| Given task |
Render every line of the listing below as a numbered list, omitting blank lines.

| Task data |
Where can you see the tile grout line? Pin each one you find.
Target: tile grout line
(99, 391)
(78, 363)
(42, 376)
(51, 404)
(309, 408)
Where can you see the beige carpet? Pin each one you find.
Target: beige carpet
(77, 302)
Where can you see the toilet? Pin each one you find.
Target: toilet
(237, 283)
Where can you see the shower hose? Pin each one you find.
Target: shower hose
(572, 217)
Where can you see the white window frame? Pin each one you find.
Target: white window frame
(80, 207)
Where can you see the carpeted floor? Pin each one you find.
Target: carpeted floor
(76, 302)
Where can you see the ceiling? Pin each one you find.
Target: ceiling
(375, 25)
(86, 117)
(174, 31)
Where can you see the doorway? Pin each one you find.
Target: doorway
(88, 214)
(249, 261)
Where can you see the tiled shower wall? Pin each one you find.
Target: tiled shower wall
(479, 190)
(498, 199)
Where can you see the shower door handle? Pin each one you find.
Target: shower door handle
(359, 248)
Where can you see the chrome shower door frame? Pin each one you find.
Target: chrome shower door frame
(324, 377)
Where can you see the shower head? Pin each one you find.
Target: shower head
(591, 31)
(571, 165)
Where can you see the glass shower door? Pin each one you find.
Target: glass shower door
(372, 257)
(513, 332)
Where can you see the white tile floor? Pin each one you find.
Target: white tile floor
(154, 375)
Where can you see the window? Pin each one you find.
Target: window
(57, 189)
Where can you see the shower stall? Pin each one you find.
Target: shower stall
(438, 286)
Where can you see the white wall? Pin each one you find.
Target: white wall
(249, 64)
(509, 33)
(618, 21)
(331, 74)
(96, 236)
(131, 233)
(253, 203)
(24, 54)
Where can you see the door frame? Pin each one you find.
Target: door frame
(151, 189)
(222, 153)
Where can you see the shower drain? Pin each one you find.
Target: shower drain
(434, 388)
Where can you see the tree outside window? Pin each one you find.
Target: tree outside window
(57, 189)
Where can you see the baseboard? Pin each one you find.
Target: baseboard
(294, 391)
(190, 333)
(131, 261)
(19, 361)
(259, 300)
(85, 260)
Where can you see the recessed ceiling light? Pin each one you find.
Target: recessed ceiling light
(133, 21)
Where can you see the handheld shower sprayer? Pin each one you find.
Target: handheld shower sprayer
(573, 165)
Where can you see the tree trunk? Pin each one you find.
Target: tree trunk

| Task solution |
1. Where can you see the tile grout line? Pin each one you find.
2. Target: tile grout line
3. (99, 391)
4. (78, 363)
5. (42, 376)
6. (51, 404)
7. (309, 408)
8. Where can you see the beige carpet? Pin each one you find.
9. Target: beige carpet
10. (77, 302)
11. Where can you see the toilet? Pin each one you find.
12. Target: toilet
13. (237, 283)
14. Where can you see the shower hose? Pin each one you find.
15. Target: shower hose
16. (572, 217)
17. Where can you see the white window frame? Pin each one you find.
18. Target: white window frame
19. (80, 207)
20. Where can you see the carpeted floor? Pin each one you find.
21. Target: carpeted floor
22. (76, 302)
23. Where can you see the ceiling? Pin each one you find.
24. Target: ceiling
25. (375, 25)
26. (86, 117)
27. (174, 31)
28. Where can you see the doorway? Pin each one you find.
29. Target: doorway
30. (88, 214)
31. (249, 261)
32. Where can you see the tiled shower wall? Pin each one you find.
33. Target: tiled shower wall
34. (479, 190)
35. (498, 199)
36. Where can you see the shower door handle? Pin each one you find.
37. Target: shower door handle
38. (359, 248)
39. Where can you see the chrome shower door frame? Pin each one you find.
40. Target: chrome shower door frame
41. (324, 377)
42. Where can you see the shower head? Pin each one you find.
43. Target: shower head
44. (591, 31)
45. (571, 165)
46. Where can you see the glass shower door? Pin each one you find.
47. Target: glass shower door
48. (372, 257)
49. (513, 332)
50. Where can you see the white tile floor? Pin each one you find.
51. Target: white tile floor
52. (154, 375)
53. Where can you see the window? Pin each one you find.
54. Target: window
55. (57, 189)
56. Where can you see the shower stall? Pin each one you find.
57. Target: shower stall
58. (438, 286)
59. Where can you see the white wall? Pin each one you find.
60. Target: white wall
61. (249, 64)
62. (509, 33)
63. (618, 21)
64. (331, 74)
65. (96, 236)
66. (131, 233)
67. (253, 203)
68. (24, 54)
69. Where can you see the door frame? Pin each one you find.
70. Target: door frame
71. (151, 189)
72. (222, 153)
73. Where can you see the shower drain? Pin each one you find.
74. Target: shower drain
75. (434, 388)
76. Where can you see the tree outside window? Pin each one you find.
77. Target: tree outside window
78. (57, 189)
79. Where can you see the baseboard? Pin each one you find.
80. Target: baseboard
81. (294, 391)
82. (190, 333)
83. (131, 261)
84. (19, 361)
85. (259, 300)
86. (85, 260)
87. Where can you see the recessed ceiling light? Pin each one you find.
88. Target: recessed ceiling light
89. (133, 21)
90. Where can you see the handheld shower sprayer? Pin each one you find.
91. Target: handheld shower sprayer
92. (573, 165)
93. Where can you see the tree trunk? Pin each one you find.
94. Target: tree trunk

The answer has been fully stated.